Task input
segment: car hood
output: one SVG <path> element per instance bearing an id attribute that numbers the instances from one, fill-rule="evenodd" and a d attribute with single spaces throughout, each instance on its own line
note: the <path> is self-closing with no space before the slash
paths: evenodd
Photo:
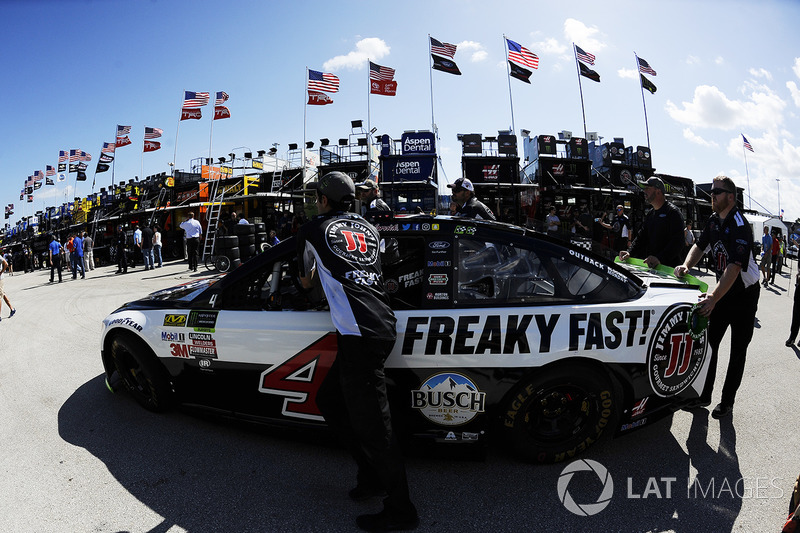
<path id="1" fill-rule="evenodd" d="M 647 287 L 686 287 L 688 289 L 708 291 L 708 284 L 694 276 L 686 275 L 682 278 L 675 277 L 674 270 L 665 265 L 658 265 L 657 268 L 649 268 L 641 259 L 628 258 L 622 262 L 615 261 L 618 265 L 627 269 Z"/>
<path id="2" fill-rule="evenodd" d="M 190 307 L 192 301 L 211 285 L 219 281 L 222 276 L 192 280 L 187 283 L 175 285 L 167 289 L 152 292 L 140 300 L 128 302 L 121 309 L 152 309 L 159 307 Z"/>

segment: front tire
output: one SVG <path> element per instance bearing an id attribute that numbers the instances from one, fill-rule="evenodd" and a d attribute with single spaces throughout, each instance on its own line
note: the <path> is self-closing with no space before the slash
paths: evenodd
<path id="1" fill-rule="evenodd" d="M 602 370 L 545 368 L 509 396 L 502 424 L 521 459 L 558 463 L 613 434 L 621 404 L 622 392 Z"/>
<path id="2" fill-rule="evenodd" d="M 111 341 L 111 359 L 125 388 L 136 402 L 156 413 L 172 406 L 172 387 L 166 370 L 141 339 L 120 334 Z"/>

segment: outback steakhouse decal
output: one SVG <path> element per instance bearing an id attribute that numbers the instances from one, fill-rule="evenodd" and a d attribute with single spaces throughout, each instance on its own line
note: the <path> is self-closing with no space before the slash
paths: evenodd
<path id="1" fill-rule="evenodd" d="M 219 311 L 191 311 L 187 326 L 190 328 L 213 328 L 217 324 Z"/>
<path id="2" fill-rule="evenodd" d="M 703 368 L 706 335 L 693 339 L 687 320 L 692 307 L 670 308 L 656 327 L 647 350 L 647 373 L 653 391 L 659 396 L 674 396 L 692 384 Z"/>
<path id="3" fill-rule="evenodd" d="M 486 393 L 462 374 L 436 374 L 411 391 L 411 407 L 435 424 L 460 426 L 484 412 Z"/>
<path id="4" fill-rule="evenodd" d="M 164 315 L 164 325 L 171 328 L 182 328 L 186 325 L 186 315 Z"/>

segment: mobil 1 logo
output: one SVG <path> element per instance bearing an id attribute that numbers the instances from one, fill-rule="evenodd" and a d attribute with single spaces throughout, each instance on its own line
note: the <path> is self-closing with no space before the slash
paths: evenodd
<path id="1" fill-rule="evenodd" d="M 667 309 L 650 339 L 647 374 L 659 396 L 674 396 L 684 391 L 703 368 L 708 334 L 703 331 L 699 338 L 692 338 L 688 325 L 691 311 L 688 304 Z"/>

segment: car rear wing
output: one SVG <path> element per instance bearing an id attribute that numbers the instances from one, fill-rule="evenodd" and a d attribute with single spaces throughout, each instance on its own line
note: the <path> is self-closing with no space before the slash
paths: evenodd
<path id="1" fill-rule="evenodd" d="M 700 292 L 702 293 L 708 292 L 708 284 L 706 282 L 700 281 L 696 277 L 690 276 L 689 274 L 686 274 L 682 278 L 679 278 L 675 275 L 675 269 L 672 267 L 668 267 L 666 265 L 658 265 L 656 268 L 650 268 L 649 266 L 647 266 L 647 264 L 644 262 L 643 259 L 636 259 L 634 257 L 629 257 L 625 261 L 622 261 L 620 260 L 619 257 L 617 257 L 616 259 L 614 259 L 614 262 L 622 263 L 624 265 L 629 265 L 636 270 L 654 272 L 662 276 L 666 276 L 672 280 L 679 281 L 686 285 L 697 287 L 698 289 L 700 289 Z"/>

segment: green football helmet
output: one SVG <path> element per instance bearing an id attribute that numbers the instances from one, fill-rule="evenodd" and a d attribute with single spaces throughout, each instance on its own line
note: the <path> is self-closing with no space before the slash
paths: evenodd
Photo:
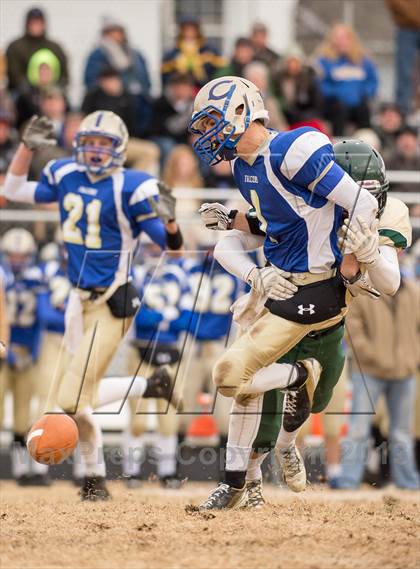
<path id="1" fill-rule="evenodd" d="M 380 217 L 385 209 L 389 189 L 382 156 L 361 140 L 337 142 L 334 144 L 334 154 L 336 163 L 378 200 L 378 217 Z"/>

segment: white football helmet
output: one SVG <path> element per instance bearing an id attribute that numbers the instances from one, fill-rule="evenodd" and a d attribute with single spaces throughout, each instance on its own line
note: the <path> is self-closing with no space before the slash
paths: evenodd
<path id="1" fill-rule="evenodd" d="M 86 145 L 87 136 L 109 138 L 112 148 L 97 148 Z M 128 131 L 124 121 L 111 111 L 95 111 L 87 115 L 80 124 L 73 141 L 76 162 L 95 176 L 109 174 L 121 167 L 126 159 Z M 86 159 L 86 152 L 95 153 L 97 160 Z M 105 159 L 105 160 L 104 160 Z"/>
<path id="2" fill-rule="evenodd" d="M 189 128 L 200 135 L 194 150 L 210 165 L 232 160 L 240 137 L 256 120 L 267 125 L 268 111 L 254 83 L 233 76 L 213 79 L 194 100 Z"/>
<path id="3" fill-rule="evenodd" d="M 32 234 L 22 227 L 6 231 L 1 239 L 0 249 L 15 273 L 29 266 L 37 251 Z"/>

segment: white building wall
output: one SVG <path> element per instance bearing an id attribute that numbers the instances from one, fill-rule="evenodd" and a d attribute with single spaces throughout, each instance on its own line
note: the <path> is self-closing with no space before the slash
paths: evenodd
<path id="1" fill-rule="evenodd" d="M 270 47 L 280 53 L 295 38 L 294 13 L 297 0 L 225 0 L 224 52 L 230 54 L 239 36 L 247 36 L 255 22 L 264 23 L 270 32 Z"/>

---

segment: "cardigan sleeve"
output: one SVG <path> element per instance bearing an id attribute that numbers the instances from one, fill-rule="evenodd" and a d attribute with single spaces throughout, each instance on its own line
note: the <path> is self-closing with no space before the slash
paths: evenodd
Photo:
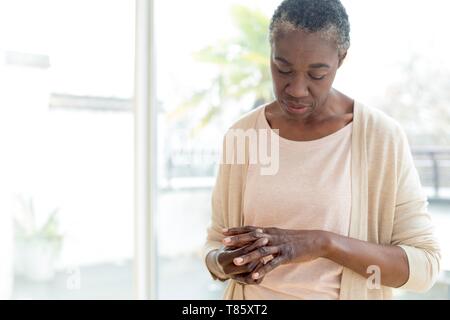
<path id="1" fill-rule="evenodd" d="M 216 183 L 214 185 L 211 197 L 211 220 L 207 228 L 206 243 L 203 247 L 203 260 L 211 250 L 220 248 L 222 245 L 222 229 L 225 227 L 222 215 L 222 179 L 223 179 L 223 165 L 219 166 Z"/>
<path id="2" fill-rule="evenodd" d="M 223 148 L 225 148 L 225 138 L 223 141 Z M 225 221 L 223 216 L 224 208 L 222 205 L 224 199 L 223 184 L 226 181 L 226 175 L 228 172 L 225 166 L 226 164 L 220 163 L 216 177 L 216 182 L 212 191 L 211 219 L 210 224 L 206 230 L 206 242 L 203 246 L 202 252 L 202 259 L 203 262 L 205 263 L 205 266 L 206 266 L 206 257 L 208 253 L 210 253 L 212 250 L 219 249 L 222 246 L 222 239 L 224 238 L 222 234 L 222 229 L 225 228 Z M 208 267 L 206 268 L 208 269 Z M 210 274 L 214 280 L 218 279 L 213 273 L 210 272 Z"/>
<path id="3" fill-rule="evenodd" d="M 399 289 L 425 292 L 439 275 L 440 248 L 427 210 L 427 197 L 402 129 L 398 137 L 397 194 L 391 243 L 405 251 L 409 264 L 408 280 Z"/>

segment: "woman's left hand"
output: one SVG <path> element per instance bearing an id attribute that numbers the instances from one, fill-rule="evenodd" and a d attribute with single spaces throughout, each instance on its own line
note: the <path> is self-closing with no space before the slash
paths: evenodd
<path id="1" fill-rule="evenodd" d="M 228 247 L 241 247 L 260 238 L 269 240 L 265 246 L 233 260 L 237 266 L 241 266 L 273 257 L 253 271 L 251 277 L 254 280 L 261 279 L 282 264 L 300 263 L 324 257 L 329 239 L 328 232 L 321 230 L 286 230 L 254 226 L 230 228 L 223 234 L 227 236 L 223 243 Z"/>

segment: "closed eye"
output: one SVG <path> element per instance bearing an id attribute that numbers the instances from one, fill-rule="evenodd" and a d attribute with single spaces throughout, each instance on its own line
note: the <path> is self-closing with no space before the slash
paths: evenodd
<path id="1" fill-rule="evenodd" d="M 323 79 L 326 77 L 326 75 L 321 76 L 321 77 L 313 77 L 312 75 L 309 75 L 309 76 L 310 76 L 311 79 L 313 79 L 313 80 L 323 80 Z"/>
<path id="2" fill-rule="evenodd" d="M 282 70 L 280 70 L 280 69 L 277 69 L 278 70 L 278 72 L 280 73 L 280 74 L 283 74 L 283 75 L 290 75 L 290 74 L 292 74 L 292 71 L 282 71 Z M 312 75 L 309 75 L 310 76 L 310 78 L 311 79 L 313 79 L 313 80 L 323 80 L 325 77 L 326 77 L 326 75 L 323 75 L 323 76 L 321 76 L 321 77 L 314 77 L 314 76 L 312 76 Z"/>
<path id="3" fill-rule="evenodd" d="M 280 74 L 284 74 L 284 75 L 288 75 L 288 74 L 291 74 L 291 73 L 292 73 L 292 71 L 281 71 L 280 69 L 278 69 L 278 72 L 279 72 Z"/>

What is expected
Go line by line through the records and copy those that contain the word "segment".

Task answer
segment: car hood
segment: front tire
segment: outback steakhouse decal
segment: mobil 1 logo
segment: car rear wing
segment: green football helmet
segment: white football helmet
segment: white building wall
segment: "cardigan sleeve"
segment: "woman's left hand"
segment: "closed eye"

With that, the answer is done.